-- Text to read --
Sains Malaysiana 40(4)(2011): 379–384

 

Effect of Aluminum Hydroxide Loading on the Compression Stress and Modulus, Thermal Conductivity and Acoustic Properties of Palm-Based Polyurethane Hybrid Composite

 (Kesan Penambahan Aluminium Hidroksida Terhadap Tegasan dan Modulus Mampatan, Kekonduksian Terma dan Sifat Akustik Komposit Hibrid Poliuretana Berasaskan Sawit)

 

Nor Rabbi’atul ‘Adawiyah Norzali & Khairiah Haji Badri*

School of Chemical Sciences & Food Technology, Faculty of Science & Technology

Universiti Kebangsaan Malaysia, 43600 UKM Bangi, Selangor D.E., Malaysia

 

Mohd Zaki Nuawi

Department of Civil and Mechanical Engineering

Faculty of Engineering and Built Environment, Universiti Kebangsaan Malaysia

43600 UKM Bangi, Selangor D.E., Malaysia

 

Received: 9 December 2009 / Accepted: 15 July 2010

 

ABSTRACT

 

The effect of adding aluminum hydroxide (ATH) in the palm-based polyurethane hybrid composite was studied. The compression stress and modulus, thermal conductivity and acoustic property were determined. The hybrid composite was prepared by adding 10 wt% of oil palm empty fruit bunch fibre (EFB) followed by ATH at varying amount of 2, 4 and 6 wt% of the overall mass of the resin. The compression stress and modulus gave the highest values of 575 kPa and 2301 kPa, respectively at 2 wt% ATH. At 4 wt% ATH, the compression stress and modulus decreased to 431 kPa and 1659 kPa, respectively and further decreased at 6 wt% ATH to 339 kPa and 1468 kPa respectively. The k-value increased with the increment of the ATH loading exhibited a poor thermal conductivity. Sound absorption analysis indicated that the absorption coefficient was higher at higher frequency (4000 Hz) for all samples with PU-EFB/ATH with 4% ATH showed the highest absorption coefficient.

-- Problem set --
• a. In the polyurethane composite abstract, what compression stress and modulus were recorded at 2 wt% ATH?
• b. List every amount of ATH that the polyurethane composite abstract says was added to the hybrid composite.
• c. Carry the polyurethane composite abstract on past its final sentence.

-- Excerpted records --
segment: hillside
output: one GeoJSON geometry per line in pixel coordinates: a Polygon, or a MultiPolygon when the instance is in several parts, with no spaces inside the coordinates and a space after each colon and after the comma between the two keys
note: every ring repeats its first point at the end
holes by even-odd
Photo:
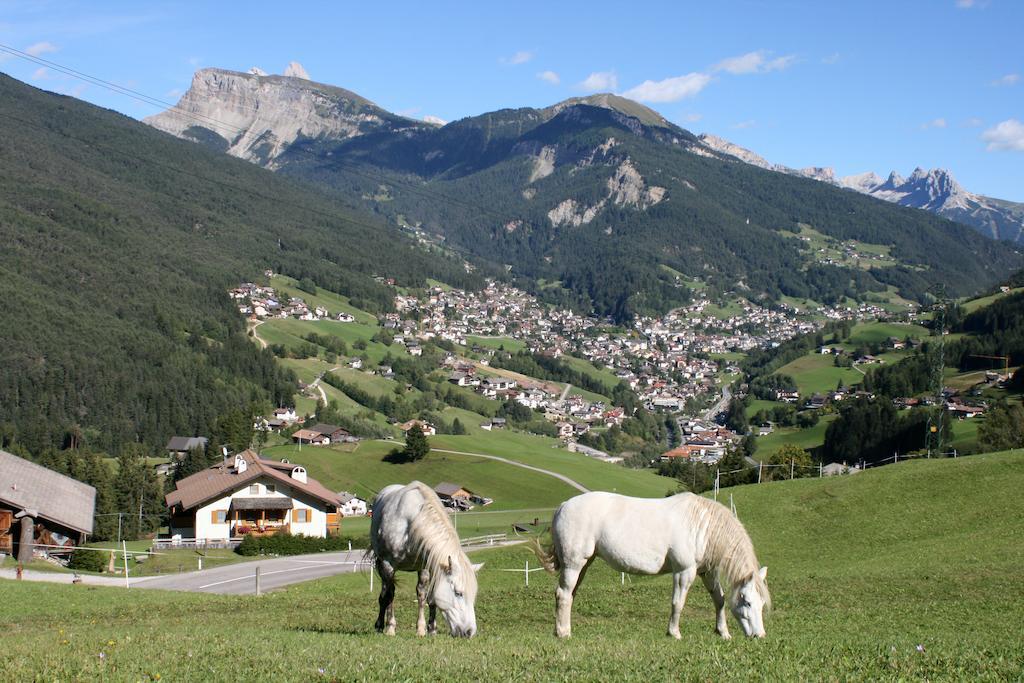
{"type": "Polygon", "coordinates": [[[731,617],[734,639],[718,638],[699,584],[682,642],[667,638],[671,579],[624,585],[602,561],[577,596],[572,639],[556,641],[555,582],[538,572],[527,587],[504,571],[536,561],[510,548],[473,555],[485,565],[470,641],[415,637],[412,581],[398,585],[396,639],[377,636],[365,574],[259,598],[7,582],[4,608],[20,616],[7,620],[0,677],[1013,680],[1024,668],[1013,628],[1024,620],[1024,543],[1013,506],[992,501],[1022,485],[1017,453],[723,489],[769,567],[760,641],[735,635],[731,617]]]}
{"type": "Polygon", "coordinates": [[[226,290],[265,269],[369,310],[461,263],[322,193],[0,76],[0,441],[163,446],[295,379],[226,290]]]}
{"type": "Polygon", "coordinates": [[[719,292],[830,303],[888,287],[921,299],[939,282],[968,294],[1021,263],[1010,247],[926,212],[736,163],[613,95],[439,128],[310,131],[268,165],[360,197],[477,261],[509,266],[550,301],[616,319],[688,299],[663,265],[719,292]],[[869,268],[822,262],[785,239],[804,225],[876,245],[891,260],[869,268]]]}

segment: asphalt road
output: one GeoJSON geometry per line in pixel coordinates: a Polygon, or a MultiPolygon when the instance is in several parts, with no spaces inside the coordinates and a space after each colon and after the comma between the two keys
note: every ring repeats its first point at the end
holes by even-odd
{"type": "MultiPolygon", "coordinates": [[[[220,593],[224,595],[252,595],[256,592],[256,567],[260,568],[260,590],[272,591],[290,584],[313,579],[350,573],[370,568],[364,561],[364,551],[316,553],[276,557],[227,566],[190,571],[164,577],[143,577],[131,582],[132,588],[189,591],[194,593],[220,593]]],[[[367,578],[369,583],[370,579],[367,578]]]]}

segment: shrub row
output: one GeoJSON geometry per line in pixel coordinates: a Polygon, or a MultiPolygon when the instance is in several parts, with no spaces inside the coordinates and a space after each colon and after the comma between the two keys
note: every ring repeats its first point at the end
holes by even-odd
{"type": "Polygon", "coordinates": [[[369,548],[370,539],[366,536],[329,536],[317,539],[309,536],[293,536],[291,533],[275,533],[274,536],[247,536],[234,550],[240,555],[305,555],[325,551],[348,550],[352,548],[369,548]]]}

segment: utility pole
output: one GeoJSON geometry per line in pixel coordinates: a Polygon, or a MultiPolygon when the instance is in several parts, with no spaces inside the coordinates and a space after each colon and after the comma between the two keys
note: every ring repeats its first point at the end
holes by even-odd
{"type": "Polygon", "coordinates": [[[932,343],[931,354],[931,390],[935,404],[928,412],[928,421],[925,423],[925,445],[928,457],[942,453],[942,418],[945,408],[942,404],[942,384],[946,370],[946,310],[949,307],[949,297],[946,296],[944,285],[937,285],[934,289],[935,304],[932,307],[932,331],[935,333],[936,341],[932,343]]]}

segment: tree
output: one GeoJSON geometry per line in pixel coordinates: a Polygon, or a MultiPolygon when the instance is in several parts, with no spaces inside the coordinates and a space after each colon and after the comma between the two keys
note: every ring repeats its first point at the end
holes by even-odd
{"type": "Polygon", "coordinates": [[[978,427],[978,442],[986,451],[1024,447],[1024,407],[1005,400],[992,405],[978,427]]]}
{"type": "Polygon", "coordinates": [[[791,476],[793,478],[810,476],[810,468],[814,465],[811,461],[811,454],[793,443],[783,444],[772,455],[768,464],[781,465],[781,467],[768,468],[765,475],[761,477],[762,480],[774,481],[788,479],[791,476]]]}
{"type": "Polygon", "coordinates": [[[423,433],[420,425],[413,425],[406,432],[406,447],[402,449],[402,457],[407,462],[415,463],[418,460],[423,460],[428,453],[430,453],[430,443],[427,441],[427,435],[423,433]]]}

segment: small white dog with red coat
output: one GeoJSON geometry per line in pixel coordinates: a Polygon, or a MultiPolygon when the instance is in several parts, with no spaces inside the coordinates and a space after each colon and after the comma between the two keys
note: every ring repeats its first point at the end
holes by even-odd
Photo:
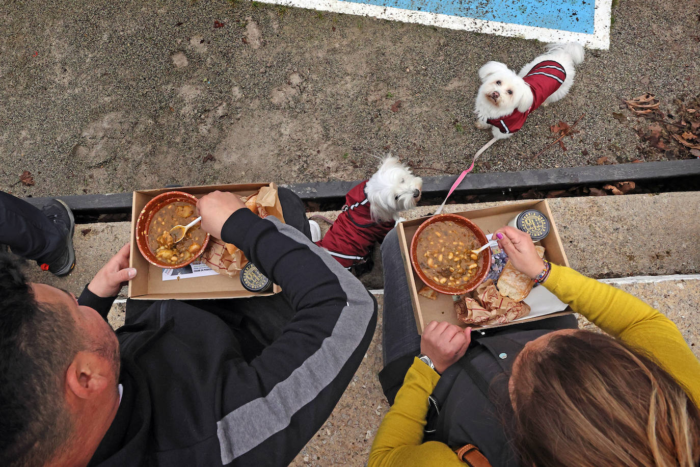
{"type": "Polygon", "coordinates": [[[510,138],[532,111],[568,94],[575,67],[583,58],[583,47],[569,42],[550,44],[546,53],[517,74],[503,63],[489,62],[479,70],[482,85],[475,105],[475,126],[490,129],[496,139],[510,138]]]}
{"type": "Polygon", "coordinates": [[[397,158],[386,158],[369,180],[348,192],[338,218],[316,244],[347,269],[366,263],[374,243],[399,221],[399,213],[416,207],[422,188],[423,181],[409,167],[397,158]]]}

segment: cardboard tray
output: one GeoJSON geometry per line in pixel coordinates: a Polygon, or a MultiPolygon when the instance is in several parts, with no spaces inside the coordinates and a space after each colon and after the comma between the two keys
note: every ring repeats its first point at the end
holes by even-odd
{"type": "Polygon", "coordinates": [[[163,281],[162,270],[146,260],[136,245],[136,221],[146,204],[155,196],[176,190],[194,195],[200,198],[206,193],[219,190],[230,191],[239,196],[248,196],[263,186],[276,188],[274,183],[246,183],[242,185],[209,185],[204,186],[183,186],[174,188],[139,190],[134,192],[132,203],[131,254],[129,266],[135,267],[138,274],[129,281],[130,298],[134,300],[204,300],[214,298],[242,298],[270,295],[281,291],[275,284],[272,291],[264,293],[251,292],[241,285],[239,276],[231,277],[223,274],[193,277],[182,280],[163,281]]]}
{"type": "MultiPolygon", "coordinates": [[[[551,224],[550,234],[544,239],[538,242],[545,249],[545,258],[554,264],[568,266],[568,260],[566,259],[566,253],[564,253],[564,246],[561,244],[561,239],[559,237],[559,232],[552,216],[552,211],[550,210],[550,205],[547,204],[547,200],[514,202],[496,207],[483,208],[455,214],[463,216],[468,219],[471,220],[484,231],[485,235],[488,235],[496,232],[496,230],[503,225],[506,225],[519,213],[531,209],[537,209],[542,212],[550,220],[550,223],[551,224]]],[[[436,300],[430,300],[418,294],[418,291],[423,287],[424,284],[418,278],[418,274],[415,273],[415,271],[413,270],[413,267],[411,266],[409,249],[411,246],[411,239],[413,238],[413,235],[418,229],[419,225],[423,223],[426,219],[429,218],[429,217],[426,216],[412,221],[405,221],[397,226],[399,246],[401,249],[401,256],[403,260],[404,268],[406,270],[409,293],[411,294],[411,302],[413,305],[413,312],[416,318],[416,326],[418,328],[419,334],[422,334],[423,329],[428,323],[433,320],[448,321],[463,328],[467,326],[465,323],[457,319],[457,314],[454,311],[452,295],[438,293],[436,300]]],[[[567,307],[563,312],[550,313],[530,319],[522,319],[516,321],[516,323],[538,321],[552,316],[568,314],[571,312],[570,307],[567,307]]],[[[474,329],[486,329],[507,326],[510,326],[510,324],[512,323],[493,324],[484,326],[471,326],[474,329]]]]}

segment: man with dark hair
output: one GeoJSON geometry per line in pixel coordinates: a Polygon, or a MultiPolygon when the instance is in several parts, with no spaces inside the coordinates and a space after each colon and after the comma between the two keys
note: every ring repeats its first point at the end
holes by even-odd
{"type": "Polygon", "coordinates": [[[128,245],[77,300],[0,258],[0,465],[287,465],[362,361],[377,306],[308,238],[301,200],[279,197],[290,225],[232,193],[197,210],[281,293],[129,300],[115,334],[105,318],[136,274],[128,245]]]}
{"type": "Polygon", "coordinates": [[[51,200],[38,209],[0,191],[0,244],[36,260],[45,271],[64,276],[73,269],[74,228],[73,213],[60,200],[51,200]]]}

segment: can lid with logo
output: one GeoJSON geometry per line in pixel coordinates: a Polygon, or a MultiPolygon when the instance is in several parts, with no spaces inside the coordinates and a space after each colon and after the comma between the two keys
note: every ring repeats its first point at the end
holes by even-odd
{"type": "Polygon", "coordinates": [[[254,264],[248,263],[241,270],[241,284],[251,292],[267,292],[272,281],[260,272],[254,264]]]}
{"type": "Polygon", "coordinates": [[[550,233],[550,221],[537,209],[523,211],[508,224],[529,234],[533,242],[538,242],[550,233]]]}

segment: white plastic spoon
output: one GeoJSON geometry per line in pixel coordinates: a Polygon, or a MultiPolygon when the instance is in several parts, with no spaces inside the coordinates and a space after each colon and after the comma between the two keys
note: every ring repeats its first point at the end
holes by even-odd
{"type": "Polygon", "coordinates": [[[196,219],[188,223],[187,225],[176,225],[175,227],[170,229],[170,235],[172,236],[174,240],[173,243],[174,244],[177,243],[178,242],[180,242],[182,239],[185,238],[185,234],[187,233],[187,231],[190,229],[190,228],[196,224],[201,220],[202,220],[202,216],[200,216],[198,218],[197,218],[196,219]],[[178,236],[178,234],[181,232],[182,232],[182,234],[178,236]]]}
{"type": "Polygon", "coordinates": [[[486,249],[489,248],[489,246],[491,246],[491,248],[493,248],[493,247],[498,246],[498,240],[491,240],[490,242],[489,242],[488,243],[486,243],[485,245],[484,245],[481,248],[479,248],[478,249],[476,249],[476,250],[472,250],[472,253],[473,253],[475,255],[478,255],[479,253],[481,253],[482,251],[483,251],[486,249]]]}

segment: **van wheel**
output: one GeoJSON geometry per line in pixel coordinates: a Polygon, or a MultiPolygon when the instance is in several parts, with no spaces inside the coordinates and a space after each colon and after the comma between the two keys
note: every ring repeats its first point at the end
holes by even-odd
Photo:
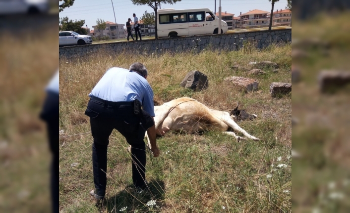
{"type": "MultiPolygon", "coordinates": [[[[219,33],[219,28],[216,28],[214,30],[214,34],[217,34],[219,33]]],[[[221,34],[223,34],[223,29],[221,29],[221,34]]]]}
{"type": "Polygon", "coordinates": [[[85,43],[85,42],[84,42],[83,40],[80,40],[78,41],[78,45],[84,45],[86,44],[86,43],[85,43]]]}
{"type": "Polygon", "coordinates": [[[169,38],[176,38],[177,37],[177,34],[176,33],[171,33],[169,34],[169,38]]]}

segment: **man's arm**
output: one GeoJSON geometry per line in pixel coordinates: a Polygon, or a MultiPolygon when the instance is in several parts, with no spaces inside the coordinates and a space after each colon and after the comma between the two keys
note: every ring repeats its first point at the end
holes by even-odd
{"type": "MultiPolygon", "coordinates": [[[[153,119],[153,122],[154,122],[154,119],[153,117],[152,117],[153,119]]],[[[153,153],[153,156],[158,157],[160,155],[159,150],[157,147],[157,143],[156,142],[156,126],[154,125],[150,128],[148,128],[147,129],[147,135],[148,136],[148,139],[150,140],[150,144],[151,145],[151,151],[153,153]]]]}

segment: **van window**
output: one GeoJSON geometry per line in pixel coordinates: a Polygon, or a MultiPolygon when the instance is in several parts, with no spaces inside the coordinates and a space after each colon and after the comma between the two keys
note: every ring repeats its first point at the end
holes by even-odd
{"type": "Polygon", "coordinates": [[[204,21],[204,12],[188,13],[188,22],[194,22],[204,21]]]}
{"type": "Polygon", "coordinates": [[[164,14],[159,15],[159,23],[169,24],[170,23],[170,15],[164,14]]]}
{"type": "Polygon", "coordinates": [[[215,17],[211,12],[207,12],[205,13],[205,16],[207,17],[207,21],[214,21],[215,17]]]}
{"type": "Polygon", "coordinates": [[[172,14],[173,23],[180,23],[187,22],[187,14],[186,13],[177,13],[172,14]]]}

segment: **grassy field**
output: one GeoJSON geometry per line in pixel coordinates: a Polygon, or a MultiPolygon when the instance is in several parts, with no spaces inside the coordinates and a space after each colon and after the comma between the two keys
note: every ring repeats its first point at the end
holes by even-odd
{"type": "Polygon", "coordinates": [[[272,82],[291,83],[290,44],[272,45],[258,50],[246,45],[236,51],[205,50],[151,56],[101,52],[74,61],[59,62],[60,136],[90,131],[84,115],[88,94],[109,68],[127,69],[136,61],[149,71],[155,102],[190,97],[208,107],[233,109],[237,101],[258,117],[239,123],[249,133],[261,139],[238,143],[219,132],[189,134],[170,132],[157,139],[161,155],[147,151],[146,179],[149,189],[135,192],[131,158],[125,139],[115,130],[110,137],[107,196],[96,203],[89,192],[94,188],[91,134],[60,138],[59,206],[66,213],[285,212],[292,211],[291,96],[273,99],[272,82]],[[278,73],[253,77],[259,91],[236,91],[224,82],[230,76],[247,77],[238,64],[249,68],[252,61],[271,61],[278,73]],[[193,92],[179,86],[187,72],[197,70],[208,77],[209,87],[193,92]],[[279,166],[278,167],[277,166],[279,166]],[[152,203],[152,201],[155,201],[152,203]]]}

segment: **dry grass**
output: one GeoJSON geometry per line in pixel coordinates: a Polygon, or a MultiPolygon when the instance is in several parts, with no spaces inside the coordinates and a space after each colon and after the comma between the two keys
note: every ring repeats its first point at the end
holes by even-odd
{"type": "Polygon", "coordinates": [[[45,87],[58,67],[57,39],[53,39],[57,28],[49,27],[38,35],[26,27],[22,32],[2,29],[0,36],[1,212],[47,212],[51,208],[51,156],[39,113],[45,87]]]}
{"type": "Polygon", "coordinates": [[[238,143],[217,132],[195,135],[170,132],[157,140],[161,157],[153,159],[148,153],[146,178],[151,187],[137,194],[128,186],[131,182],[127,144],[114,131],[108,151],[107,196],[103,206],[98,208],[88,196],[94,187],[91,135],[61,138],[61,212],[120,212],[125,206],[126,212],[289,212],[292,162],[287,156],[292,143],[291,98],[271,98],[269,86],[274,82],[291,82],[291,46],[287,44],[272,45],[263,50],[245,48],[151,55],[100,52],[74,60],[61,59],[59,126],[64,135],[90,130],[81,115],[89,100],[88,94],[106,71],[112,67],[127,69],[138,61],[148,69],[147,79],[155,102],[161,104],[190,97],[211,108],[229,111],[239,101],[240,108],[259,116],[239,125],[262,139],[238,143]],[[267,60],[277,63],[280,68],[278,73],[264,68],[266,74],[255,78],[262,92],[244,93],[224,83],[227,77],[248,77],[244,72],[233,69],[234,65],[250,68],[247,65],[250,62],[267,60]],[[187,73],[194,70],[208,76],[208,89],[196,92],[179,86],[187,73]],[[282,157],[280,162],[276,161],[278,156],[282,157]],[[73,163],[79,164],[71,167],[73,163]],[[271,164],[279,164],[288,166],[274,171],[275,167],[272,169],[271,164]],[[271,172],[273,177],[268,183],[266,174],[271,172]],[[289,192],[284,192],[286,190],[289,192]],[[146,206],[152,199],[159,207],[146,206]]]}

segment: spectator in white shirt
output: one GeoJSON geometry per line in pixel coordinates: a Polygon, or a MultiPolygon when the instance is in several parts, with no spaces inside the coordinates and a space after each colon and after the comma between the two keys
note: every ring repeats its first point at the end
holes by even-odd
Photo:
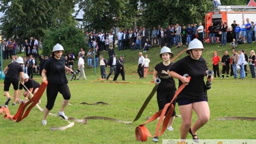
{"type": "Polygon", "coordinates": [[[86,77],[85,76],[85,74],[84,73],[84,60],[81,57],[81,56],[79,54],[77,55],[77,58],[78,59],[78,63],[77,65],[78,65],[78,69],[80,70],[79,72],[79,76],[78,76],[78,79],[77,80],[80,80],[81,78],[81,76],[82,75],[83,77],[83,80],[86,80],[86,77]]]}
{"type": "Polygon", "coordinates": [[[144,65],[145,63],[144,57],[142,55],[142,53],[139,53],[139,60],[138,64],[138,69],[137,72],[139,76],[139,79],[143,79],[144,76],[144,65]]]}
{"type": "Polygon", "coordinates": [[[148,70],[149,63],[150,63],[150,60],[147,58],[147,54],[145,55],[145,58],[144,59],[145,62],[144,64],[144,78],[147,77],[147,71],[148,70]]]}

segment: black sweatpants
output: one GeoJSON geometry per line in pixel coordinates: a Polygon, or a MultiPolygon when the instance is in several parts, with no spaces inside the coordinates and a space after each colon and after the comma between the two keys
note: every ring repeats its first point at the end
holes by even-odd
{"type": "Polygon", "coordinates": [[[139,64],[138,65],[138,69],[137,70],[137,72],[140,78],[144,77],[144,67],[141,66],[142,64],[139,64]]]}
{"type": "Polygon", "coordinates": [[[117,70],[116,71],[116,74],[115,74],[115,76],[114,77],[114,79],[113,79],[113,81],[117,81],[117,78],[118,77],[119,74],[121,74],[121,75],[122,76],[122,80],[125,81],[124,71],[117,71],[117,70]]]}
{"type": "Polygon", "coordinates": [[[49,110],[53,109],[58,92],[62,94],[64,99],[70,99],[71,94],[67,84],[48,83],[46,89],[47,104],[46,107],[49,110]]]}
{"type": "Polygon", "coordinates": [[[32,66],[29,66],[27,67],[27,75],[30,78],[33,79],[33,74],[34,73],[33,68],[32,66]]]}
{"type": "Polygon", "coordinates": [[[233,65],[230,64],[230,76],[233,76],[234,75],[234,72],[233,71],[233,65]]]}

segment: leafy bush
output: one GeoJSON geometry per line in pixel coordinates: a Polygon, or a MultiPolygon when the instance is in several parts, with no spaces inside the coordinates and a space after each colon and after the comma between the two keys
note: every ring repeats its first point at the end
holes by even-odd
{"type": "Polygon", "coordinates": [[[80,48],[87,46],[83,38],[82,32],[73,26],[61,26],[46,31],[43,42],[43,54],[50,56],[53,47],[57,43],[64,48],[64,55],[69,52],[78,54],[80,48]]]}

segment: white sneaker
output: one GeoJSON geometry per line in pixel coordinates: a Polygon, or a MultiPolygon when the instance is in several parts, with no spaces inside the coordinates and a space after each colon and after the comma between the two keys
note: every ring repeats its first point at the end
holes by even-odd
{"type": "Polygon", "coordinates": [[[46,123],[46,120],[43,120],[42,121],[42,125],[43,126],[46,126],[46,124],[47,124],[47,123],[46,123]]]}
{"type": "Polygon", "coordinates": [[[174,130],[174,129],[173,128],[173,127],[172,127],[171,126],[168,126],[168,127],[166,129],[170,131],[172,131],[174,130]]]}
{"type": "Polygon", "coordinates": [[[68,119],[68,117],[66,115],[65,115],[65,114],[64,113],[64,112],[60,112],[59,111],[59,116],[61,117],[62,118],[64,119],[68,119]]]}

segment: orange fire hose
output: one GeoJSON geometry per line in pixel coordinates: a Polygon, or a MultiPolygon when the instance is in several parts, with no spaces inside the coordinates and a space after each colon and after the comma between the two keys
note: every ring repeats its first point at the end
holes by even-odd
{"type": "Polygon", "coordinates": [[[0,113],[4,115],[4,118],[5,119],[11,119],[17,122],[21,121],[27,117],[31,109],[37,105],[38,100],[43,95],[43,93],[44,93],[47,84],[48,82],[47,81],[42,83],[37,92],[29,101],[26,103],[22,102],[20,104],[17,112],[14,116],[10,114],[8,107],[1,107],[0,113]],[[26,107],[30,104],[31,104],[27,108],[24,113],[24,111],[26,107]],[[24,115],[23,113],[24,113],[24,115]]]}
{"type": "MultiPolygon", "coordinates": [[[[190,78],[191,77],[189,76],[187,77],[187,79],[189,80],[189,81],[190,80],[190,78]]],[[[154,139],[153,140],[154,142],[158,142],[158,136],[161,135],[162,134],[163,134],[163,133],[164,133],[164,132],[166,129],[167,126],[169,122],[169,120],[170,120],[170,118],[171,118],[171,116],[174,112],[174,107],[172,103],[174,100],[175,99],[177,96],[182,91],[182,90],[184,89],[184,88],[185,88],[185,84],[182,84],[179,88],[179,89],[178,89],[177,92],[174,95],[174,98],[171,102],[166,104],[165,106],[164,109],[158,111],[157,112],[154,114],[154,115],[145,123],[138,126],[137,126],[137,127],[136,127],[136,129],[135,130],[135,135],[136,136],[136,139],[137,139],[137,140],[141,142],[145,142],[147,140],[147,136],[149,136],[154,137],[154,139]],[[160,128],[160,127],[162,124],[163,119],[164,119],[164,117],[165,117],[165,115],[167,109],[169,108],[170,108],[168,110],[165,117],[164,120],[162,130],[161,132],[159,133],[159,131],[160,128]],[[144,125],[155,120],[155,119],[158,118],[159,117],[160,118],[156,126],[156,128],[155,129],[155,134],[154,136],[153,136],[151,135],[147,128],[146,128],[146,127],[144,125]]]]}

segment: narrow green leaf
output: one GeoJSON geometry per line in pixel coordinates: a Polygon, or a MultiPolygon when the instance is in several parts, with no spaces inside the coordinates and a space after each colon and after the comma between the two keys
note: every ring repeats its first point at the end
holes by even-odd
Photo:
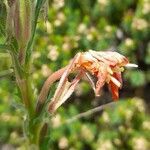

-- Solved tasks --
• a. 575 kPa for compression stress and 2301 kPa for compression modulus.

• b. 2 wt%, 4 wt% and 6 wt%

• c.
 

Keywords: Acoustic property; aluminum hydroxide; palm-based polyurethane; thermal conductivity

 

ABSTRAK

 

Kesan penambahan aluminum hidroksida (ATH) ke dalam komposit hibrid poliuretana (PU) berasaskan sawit telah dikaji. Tegasan dan modulus mampatan, kekonduksian terma dan sifat akustiknya ditentukan. Komposit hibrid PU disediakan dengan menambahkan 10% bt serabut tandan kosong kelapa sawit (EFB) diikuti dengan penambahan ATH pada peratus penambahan divariasikan pada 2, 4 dan 6% bt mengikut berat keseluruhan resin. Tegasan dan modulus mampatan adalah pada nilai tertinggi pada penambahan 2% bt. ATH iaitu masing-masing 338 kPa dan 2209 kPa. Pada 4% bt. ATH, tegasan dan modulus mampatan menurun kepada masing-masing 431 kPa dan 1659 kPa dan semakin menurun dengan penambahan 6% ATH kepada masing-masing 379 kPa dan 1468 kPa. Nilai k meningkat dengan penambahan ATH dan mempamerkan sifat kekonduksian terma yang lemah. Analisis serapan bunyi menunjukkan koefisien serapan yang tinggi pada frekuensi tinggi (4000 Hz) untuk semua sampel dengan PU-EFB/ATH (4% bt ATH) menunjukkan pekali serapan tertinggi.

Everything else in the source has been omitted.